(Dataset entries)
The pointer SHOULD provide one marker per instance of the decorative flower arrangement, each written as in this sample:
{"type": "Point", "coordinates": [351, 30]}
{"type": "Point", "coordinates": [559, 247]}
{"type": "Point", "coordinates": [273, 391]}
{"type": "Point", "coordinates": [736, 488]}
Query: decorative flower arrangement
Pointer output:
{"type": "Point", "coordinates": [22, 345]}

▶ [Your task]: Restate each record word for word.

▶ [Expected output]:
The pointer SHOULD provide one marker per instance of the decorative flower arrangement, each written as in this sample:
{"type": "Point", "coordinates": [351, 30]}
{"type": "Point", "coordinates": [559, 247]}
{"type": "Point", "coordinates": [273, 391]}
{"type": "Point", "coordinates": [736, 488]}
Query: decorative flower arrangement
Pointer output:
{"type": "Point", "coordinates": [22, 345]}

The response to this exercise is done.